### Document text
<<<<

How did the plane begin descending too fast? It is believed that pilots had confused the "vertical-speed" and "flight-path-angle" modes of descent, and were in the wrong mode. The two modes had very similar display formats. The pilots were very busy at the time making a last minute change in the flight plan, requested by the tower, and thus were probably concentrating on the navigational display, and so altitude and vertical speed indicators on the main display were overlooked.

An inquiry board deemed the cause of the accident to be pilot error, because the pilots should have noticed (or not made) the error in the descent mode. Others feel some of the blame lies in the design of the system interface. Flint Pellet, of Global Information Systems Technology, says on the RISKS forum, it's "more of a user-interface design error, if you ask me. If you overload a person with things to do and input to consider to the point where they can no longer keep up, it is hardly reasonable to simply brush it off as 'human error' when they fail to keep up."

The A320 uses extensive computer control. The computer control system has full authority to override a pilot's action, for example, only allowing a pilot to bank so far as stresses on the plane are not above limits. Some pilots have claimed this is restrictive in the event of an emergency. Further, the plane is so automated that the pilot is for the most part reduced to the role of system manager, programming in flight paths and such, while the computer actually flies the plane. With little to do, pilots can become complacent. The computers display flight information on computer screens in the cockpit, hence the "glass cockpit". These displays, as in the A320, make it somewhat more difficult to monitor trends in flight data than traditional mechanical instrumentation.

So, while the crash of the A320 in Strasbourg was due to a pilot error in inputting an incorrect flight mode, at least part of the blame lies in a user interface that made it hard for the error to be detected. The human factor must be carefully considered in the design of a safety-critical system, including such factors as complacency arising from little interaction with the system.

>>>>

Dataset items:
<<<<

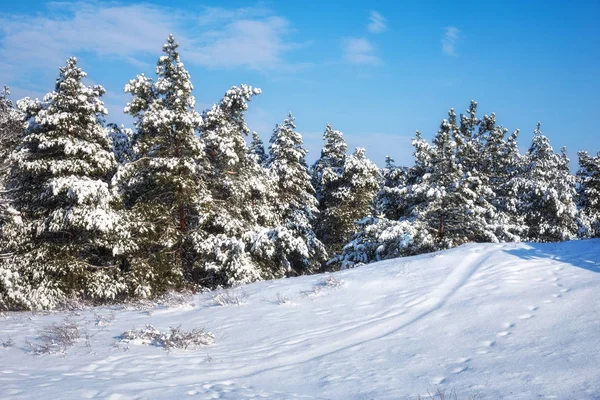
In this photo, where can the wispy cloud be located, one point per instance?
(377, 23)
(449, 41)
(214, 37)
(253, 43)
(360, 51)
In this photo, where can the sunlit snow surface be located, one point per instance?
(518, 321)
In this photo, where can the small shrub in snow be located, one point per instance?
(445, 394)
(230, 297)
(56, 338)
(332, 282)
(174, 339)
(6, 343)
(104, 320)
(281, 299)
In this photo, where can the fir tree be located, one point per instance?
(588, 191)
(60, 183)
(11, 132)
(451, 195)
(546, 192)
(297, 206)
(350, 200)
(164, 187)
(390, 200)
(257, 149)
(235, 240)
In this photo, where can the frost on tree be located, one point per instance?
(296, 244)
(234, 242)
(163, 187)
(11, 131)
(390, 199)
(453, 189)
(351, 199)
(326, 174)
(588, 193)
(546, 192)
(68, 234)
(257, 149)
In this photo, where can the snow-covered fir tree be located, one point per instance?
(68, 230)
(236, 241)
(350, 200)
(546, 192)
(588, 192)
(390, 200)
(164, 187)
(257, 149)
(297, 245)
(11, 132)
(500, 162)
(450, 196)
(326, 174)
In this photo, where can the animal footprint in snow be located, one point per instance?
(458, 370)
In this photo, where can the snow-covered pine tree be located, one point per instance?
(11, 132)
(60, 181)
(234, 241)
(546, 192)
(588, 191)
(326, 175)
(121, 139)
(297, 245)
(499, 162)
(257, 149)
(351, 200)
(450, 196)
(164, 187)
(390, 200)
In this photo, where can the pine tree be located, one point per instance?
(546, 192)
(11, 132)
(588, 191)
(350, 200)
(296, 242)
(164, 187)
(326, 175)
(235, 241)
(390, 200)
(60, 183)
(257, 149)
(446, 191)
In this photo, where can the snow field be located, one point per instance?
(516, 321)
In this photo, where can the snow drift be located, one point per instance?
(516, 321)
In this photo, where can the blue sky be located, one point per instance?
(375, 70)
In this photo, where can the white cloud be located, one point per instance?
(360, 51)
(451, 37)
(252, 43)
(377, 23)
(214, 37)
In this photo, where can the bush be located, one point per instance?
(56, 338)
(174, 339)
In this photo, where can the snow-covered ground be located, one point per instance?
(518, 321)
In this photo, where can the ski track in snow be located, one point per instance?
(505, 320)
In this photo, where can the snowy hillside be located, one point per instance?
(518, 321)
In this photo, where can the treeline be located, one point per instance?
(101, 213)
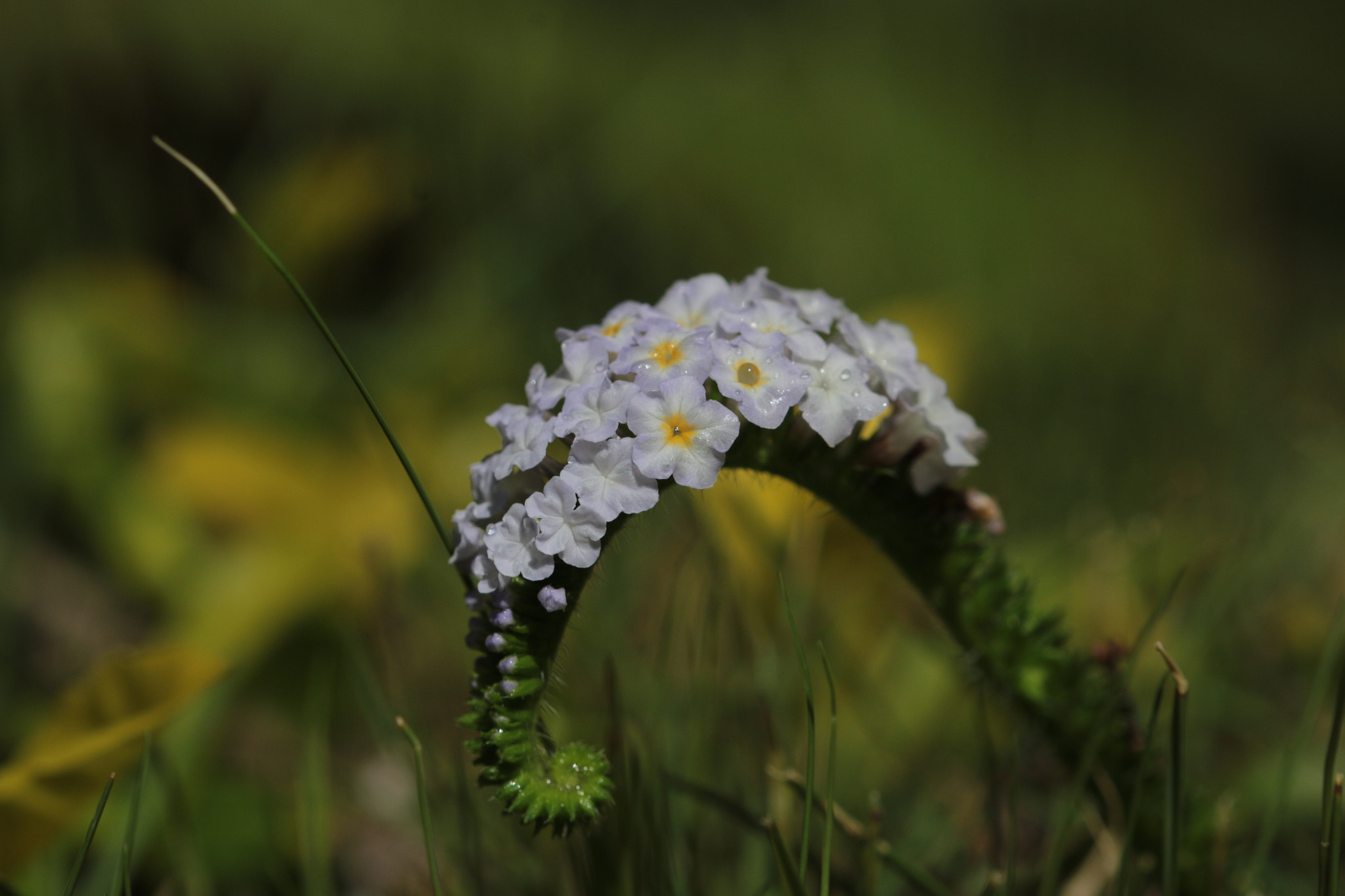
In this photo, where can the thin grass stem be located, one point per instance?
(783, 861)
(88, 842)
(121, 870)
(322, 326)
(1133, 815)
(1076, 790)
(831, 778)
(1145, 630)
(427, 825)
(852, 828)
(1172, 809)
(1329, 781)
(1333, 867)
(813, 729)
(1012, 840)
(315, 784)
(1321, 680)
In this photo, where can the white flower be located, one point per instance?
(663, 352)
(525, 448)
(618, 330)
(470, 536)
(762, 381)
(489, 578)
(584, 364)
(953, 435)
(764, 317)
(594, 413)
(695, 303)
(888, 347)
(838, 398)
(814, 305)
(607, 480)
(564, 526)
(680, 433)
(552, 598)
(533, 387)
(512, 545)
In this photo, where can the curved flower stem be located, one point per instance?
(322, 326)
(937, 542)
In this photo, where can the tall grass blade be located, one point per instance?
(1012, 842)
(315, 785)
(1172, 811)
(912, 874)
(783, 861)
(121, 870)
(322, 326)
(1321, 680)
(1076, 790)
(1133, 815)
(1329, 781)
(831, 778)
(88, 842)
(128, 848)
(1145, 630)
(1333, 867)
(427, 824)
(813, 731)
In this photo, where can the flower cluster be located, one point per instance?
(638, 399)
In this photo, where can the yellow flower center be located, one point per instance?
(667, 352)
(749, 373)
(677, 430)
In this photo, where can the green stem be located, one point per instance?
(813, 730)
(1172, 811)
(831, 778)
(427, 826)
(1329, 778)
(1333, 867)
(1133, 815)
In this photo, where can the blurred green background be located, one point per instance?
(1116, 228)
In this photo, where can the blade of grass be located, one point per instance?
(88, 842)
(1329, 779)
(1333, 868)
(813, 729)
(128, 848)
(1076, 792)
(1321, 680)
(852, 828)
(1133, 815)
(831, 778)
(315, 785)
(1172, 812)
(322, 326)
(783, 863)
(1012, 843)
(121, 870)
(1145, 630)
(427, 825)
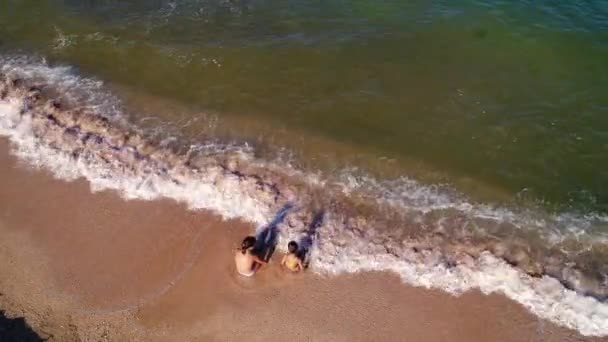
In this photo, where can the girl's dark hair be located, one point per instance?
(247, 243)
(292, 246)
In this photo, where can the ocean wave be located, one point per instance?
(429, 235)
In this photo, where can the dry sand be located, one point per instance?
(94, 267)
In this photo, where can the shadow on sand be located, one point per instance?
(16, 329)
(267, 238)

>>>>
<<<<

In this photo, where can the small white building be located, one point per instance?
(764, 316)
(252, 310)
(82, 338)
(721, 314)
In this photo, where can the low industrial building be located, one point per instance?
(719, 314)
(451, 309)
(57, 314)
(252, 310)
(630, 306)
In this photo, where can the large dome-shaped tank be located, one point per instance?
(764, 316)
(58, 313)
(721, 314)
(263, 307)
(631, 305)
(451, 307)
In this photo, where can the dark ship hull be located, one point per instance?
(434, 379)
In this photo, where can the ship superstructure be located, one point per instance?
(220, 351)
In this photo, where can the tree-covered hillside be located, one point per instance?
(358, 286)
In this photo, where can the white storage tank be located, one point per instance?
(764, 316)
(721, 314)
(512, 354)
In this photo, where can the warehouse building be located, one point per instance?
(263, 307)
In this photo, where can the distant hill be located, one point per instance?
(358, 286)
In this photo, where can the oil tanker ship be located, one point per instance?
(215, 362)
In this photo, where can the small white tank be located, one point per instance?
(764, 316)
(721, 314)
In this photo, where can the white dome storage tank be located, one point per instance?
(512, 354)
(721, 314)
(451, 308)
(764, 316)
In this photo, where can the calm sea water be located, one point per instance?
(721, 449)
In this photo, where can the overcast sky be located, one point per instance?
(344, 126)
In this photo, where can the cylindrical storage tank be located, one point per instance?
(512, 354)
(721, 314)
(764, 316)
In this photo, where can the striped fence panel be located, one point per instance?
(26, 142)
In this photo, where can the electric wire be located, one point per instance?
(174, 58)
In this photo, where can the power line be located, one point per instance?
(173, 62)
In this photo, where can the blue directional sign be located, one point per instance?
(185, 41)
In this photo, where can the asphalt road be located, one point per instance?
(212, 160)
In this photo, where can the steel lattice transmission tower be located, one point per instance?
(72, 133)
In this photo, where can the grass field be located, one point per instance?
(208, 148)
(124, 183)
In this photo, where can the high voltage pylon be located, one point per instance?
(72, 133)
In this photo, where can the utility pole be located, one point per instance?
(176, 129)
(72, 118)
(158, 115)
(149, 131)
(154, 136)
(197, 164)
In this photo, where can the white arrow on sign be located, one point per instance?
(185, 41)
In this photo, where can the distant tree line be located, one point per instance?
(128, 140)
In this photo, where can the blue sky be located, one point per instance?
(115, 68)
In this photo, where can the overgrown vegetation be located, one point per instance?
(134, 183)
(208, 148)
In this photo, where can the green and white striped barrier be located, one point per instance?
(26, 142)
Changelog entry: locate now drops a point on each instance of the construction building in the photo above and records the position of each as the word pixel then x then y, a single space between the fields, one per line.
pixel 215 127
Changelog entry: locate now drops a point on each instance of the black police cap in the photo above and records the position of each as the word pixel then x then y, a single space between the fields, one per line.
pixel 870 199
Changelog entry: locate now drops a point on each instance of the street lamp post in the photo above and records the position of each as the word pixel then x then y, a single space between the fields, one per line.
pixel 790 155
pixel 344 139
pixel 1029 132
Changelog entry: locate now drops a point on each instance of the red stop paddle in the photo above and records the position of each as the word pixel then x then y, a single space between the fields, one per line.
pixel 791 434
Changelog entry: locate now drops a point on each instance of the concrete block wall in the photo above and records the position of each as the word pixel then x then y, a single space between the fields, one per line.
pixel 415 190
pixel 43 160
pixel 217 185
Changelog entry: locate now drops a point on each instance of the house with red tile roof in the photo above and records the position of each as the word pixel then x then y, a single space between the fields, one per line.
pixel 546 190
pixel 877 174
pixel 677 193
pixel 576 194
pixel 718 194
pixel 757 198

>>>>
<<<<

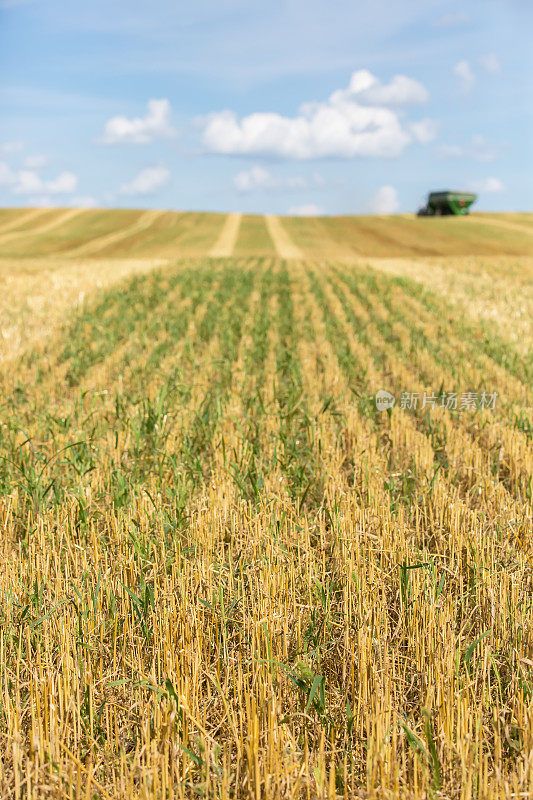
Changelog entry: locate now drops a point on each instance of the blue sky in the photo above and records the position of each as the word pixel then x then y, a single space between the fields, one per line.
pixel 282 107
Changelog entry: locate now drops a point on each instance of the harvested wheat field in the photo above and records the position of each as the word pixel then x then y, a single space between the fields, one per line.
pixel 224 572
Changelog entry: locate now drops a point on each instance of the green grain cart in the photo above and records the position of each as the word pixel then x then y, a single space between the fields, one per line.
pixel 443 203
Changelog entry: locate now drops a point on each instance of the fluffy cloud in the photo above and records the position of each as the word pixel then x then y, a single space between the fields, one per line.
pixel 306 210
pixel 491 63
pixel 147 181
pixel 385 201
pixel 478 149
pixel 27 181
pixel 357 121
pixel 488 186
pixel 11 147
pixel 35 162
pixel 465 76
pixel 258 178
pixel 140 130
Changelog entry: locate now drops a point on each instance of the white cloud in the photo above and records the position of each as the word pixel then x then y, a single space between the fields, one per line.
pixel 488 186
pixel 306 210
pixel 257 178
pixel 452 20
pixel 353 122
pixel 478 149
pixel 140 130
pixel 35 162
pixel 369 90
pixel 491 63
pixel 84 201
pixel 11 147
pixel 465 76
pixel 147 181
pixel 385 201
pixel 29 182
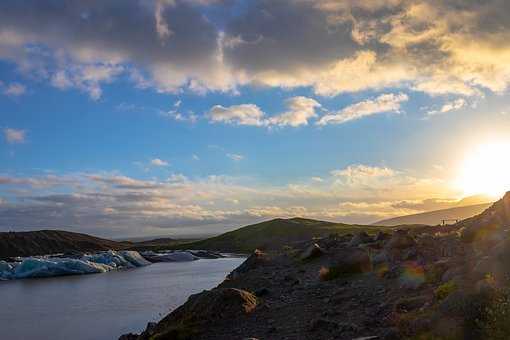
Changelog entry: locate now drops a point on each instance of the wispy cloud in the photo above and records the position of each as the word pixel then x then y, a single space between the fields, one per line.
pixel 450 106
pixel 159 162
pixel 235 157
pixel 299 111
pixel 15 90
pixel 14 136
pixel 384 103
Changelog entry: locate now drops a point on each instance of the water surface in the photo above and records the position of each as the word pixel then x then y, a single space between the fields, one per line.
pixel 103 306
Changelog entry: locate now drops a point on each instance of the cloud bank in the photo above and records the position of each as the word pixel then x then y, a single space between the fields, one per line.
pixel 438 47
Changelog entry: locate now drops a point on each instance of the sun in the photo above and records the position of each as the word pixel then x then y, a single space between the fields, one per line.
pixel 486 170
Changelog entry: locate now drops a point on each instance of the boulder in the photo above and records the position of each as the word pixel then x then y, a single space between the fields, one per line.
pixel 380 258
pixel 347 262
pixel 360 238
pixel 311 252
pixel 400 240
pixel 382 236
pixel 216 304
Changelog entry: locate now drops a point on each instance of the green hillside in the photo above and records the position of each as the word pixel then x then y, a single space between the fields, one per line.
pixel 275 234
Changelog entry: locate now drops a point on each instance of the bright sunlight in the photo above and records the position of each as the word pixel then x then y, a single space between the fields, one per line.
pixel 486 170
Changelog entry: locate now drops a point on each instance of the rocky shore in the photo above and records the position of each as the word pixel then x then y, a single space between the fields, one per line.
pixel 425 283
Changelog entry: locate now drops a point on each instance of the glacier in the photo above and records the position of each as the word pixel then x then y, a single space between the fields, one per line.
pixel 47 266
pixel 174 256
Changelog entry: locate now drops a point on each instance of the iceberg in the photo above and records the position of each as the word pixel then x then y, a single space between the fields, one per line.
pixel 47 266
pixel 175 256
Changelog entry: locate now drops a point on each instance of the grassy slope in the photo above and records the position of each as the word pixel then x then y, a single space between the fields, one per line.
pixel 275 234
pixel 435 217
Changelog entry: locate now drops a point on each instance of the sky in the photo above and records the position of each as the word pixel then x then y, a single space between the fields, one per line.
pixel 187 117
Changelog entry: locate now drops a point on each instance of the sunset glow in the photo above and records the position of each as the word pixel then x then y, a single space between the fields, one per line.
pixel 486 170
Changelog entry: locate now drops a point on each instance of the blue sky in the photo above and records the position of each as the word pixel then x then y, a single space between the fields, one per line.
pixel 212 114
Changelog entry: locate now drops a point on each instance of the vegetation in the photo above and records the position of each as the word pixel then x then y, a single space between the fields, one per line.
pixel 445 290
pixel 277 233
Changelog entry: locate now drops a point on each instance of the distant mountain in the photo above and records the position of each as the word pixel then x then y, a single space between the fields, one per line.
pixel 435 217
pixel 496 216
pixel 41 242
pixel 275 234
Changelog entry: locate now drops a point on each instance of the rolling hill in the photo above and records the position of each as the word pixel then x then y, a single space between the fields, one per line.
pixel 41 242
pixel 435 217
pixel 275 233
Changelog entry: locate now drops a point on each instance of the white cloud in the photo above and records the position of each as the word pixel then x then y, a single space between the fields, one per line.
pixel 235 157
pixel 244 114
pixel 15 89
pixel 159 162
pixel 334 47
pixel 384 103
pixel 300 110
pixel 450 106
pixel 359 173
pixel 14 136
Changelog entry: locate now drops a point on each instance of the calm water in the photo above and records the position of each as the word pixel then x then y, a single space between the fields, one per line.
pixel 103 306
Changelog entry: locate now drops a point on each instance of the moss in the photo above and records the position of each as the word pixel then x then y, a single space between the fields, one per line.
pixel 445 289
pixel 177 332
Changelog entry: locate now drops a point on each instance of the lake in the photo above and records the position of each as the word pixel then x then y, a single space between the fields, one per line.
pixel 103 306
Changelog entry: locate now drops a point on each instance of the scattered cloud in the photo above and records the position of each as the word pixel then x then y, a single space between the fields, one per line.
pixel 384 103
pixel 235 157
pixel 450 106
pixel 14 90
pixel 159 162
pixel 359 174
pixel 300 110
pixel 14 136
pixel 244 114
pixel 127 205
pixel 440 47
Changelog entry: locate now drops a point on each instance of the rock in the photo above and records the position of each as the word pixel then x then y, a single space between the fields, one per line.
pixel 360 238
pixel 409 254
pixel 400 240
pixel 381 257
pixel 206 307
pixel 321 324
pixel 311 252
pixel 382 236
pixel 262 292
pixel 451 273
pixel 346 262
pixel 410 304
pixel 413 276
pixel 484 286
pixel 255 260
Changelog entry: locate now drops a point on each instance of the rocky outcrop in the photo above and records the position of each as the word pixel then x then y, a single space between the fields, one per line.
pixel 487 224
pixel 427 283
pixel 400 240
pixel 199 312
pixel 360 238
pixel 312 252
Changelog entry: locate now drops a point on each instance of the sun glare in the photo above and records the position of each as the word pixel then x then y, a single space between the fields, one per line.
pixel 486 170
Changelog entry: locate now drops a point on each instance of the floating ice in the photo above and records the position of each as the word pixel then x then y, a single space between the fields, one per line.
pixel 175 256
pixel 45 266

>>>>

### Study questions
a) Copy the A320 crash text starting at "The A320 uses" and ending at "traditional mechanical instrumentation.", swapping "complacent" for "careless".
b) According to the A320 crash text, why did the pilots probably overlook the altitude and vertical speed indicators on the main display? Answer in one to three sentences.
c) Based on the A320 crash text, answer yes or no to each statement below, and quote the words from the text that decide it.
(i) The two descent modes had very different display formats.
(ii) Some pilots have said the computer control is restrictive in an emergency.
(iii) The cockpit screens make it easier to follow trends in flight data than traditional mechanical instruments.
The entries were taken from a separate source.

### Answers
a)
The A320 uses extensive computer control. The computer control system has full authority to override a pilot's action, for example, only allowing a pilot to bank so far as stresses on the plane are not above limits. Some pilots have claimed this is restrictive in the event of an emergency. Further, the plane is so automated that the pilot is for the most part reduced to the role of system manager, programming in flight paths and such, while the computer actually flies the plane. With little to do, pilots can become careless. The computers display flight information on computer screens in the cockpit, hence the "glass cockpit". These displays, as in the A320, make it somewhat more difficult to monitor trends in flight data than traditional mechanical instrumentation.

b) The pilots were very busy making a last-minute change to the flight plan that the tower had asked for. Because of this, they were probably focused on the navigational display.

c)
(i) No: "The two modes had very similar display formats."
(ii) Yes: "Some pilots have claimed this is restrictive in the event of an emergency."
(iii) No: "make it somewhat more difficult to monitor trends in flight data than traditional mechanical instrumentation."